TO-DO LIST:
- a) According to the user support text, which two Frontend tools can users use to submit analysis jobs?
- b) Quote the user support text word for word, beginning at the words "A simplified view" and stopping after "distributed data analysis.".

EXCERPTED TEXT:
• • • •

Distributed Analysis User Support

25 January 2010

A simplified view of the ATLAS distributed analysis system.

In the era of ATLAS data taking, user support has become a challenging task. With many new people starting on analysis, the user support task is to ensure that each and everyone is able to analyse the collision data distributed among hundreds of computing sites worldwide. The Distributed Analysis Support Team (DAST) is a team of shifters forming the front line for all help requests on distributed data analysis.

ATLAS distributed data analysis is based on a complex and evolving system with many components interacting with each other (as seen in the picture above). Users can submit their analysis jobs to the system using one of the two “Frontend” tools available; namely, pathena and Ganga . The workload management systems (the “Backends”) handle the matchmaking of analysis jobs to computing resources. Jobs are executed on the “Grids” which provide the computing resources. The Distributed Data Management (DDM) system is also an important component of the whole system (not shown in the picture). It manages data distribution and access at the computing sites. Users directly interact with the DDM system too, when querying the location of the data as well as when retrieving the output of the analysis from the remote Grid sites.

• • • •

DATASET EXCERPT:

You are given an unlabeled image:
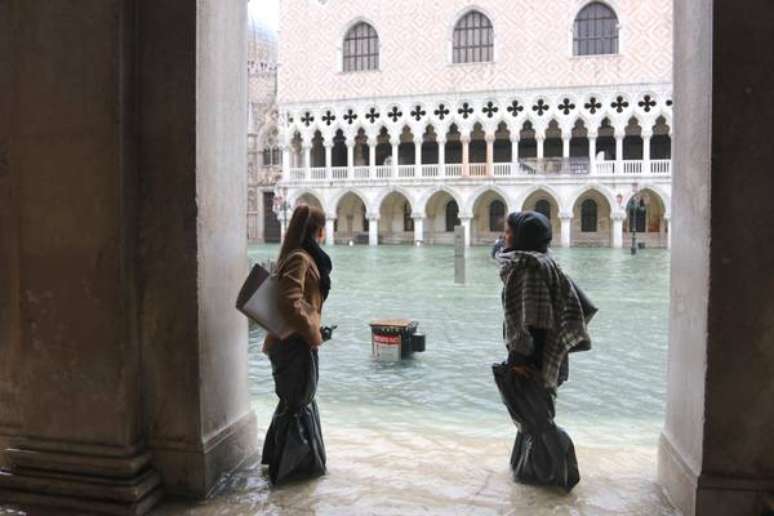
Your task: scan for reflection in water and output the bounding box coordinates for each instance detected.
[250,246,669,447]
[197,246,673,515]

• • • •

RESULTS:
- a) pathena and Ganga

- b)
A simplified view of the ATLAS distributed analysis system.

In the era of ATLAS data taking, user support has become a challenging task. With many new people starting on analysis, the user support task is to ensure that each and everyone is able to analyse the collision data distributed among hundreds of computing sites worldwide. The Distributed Analysis Support Team (DAST) is a team of shifters forming the front line for all help requests on distributed data analysis.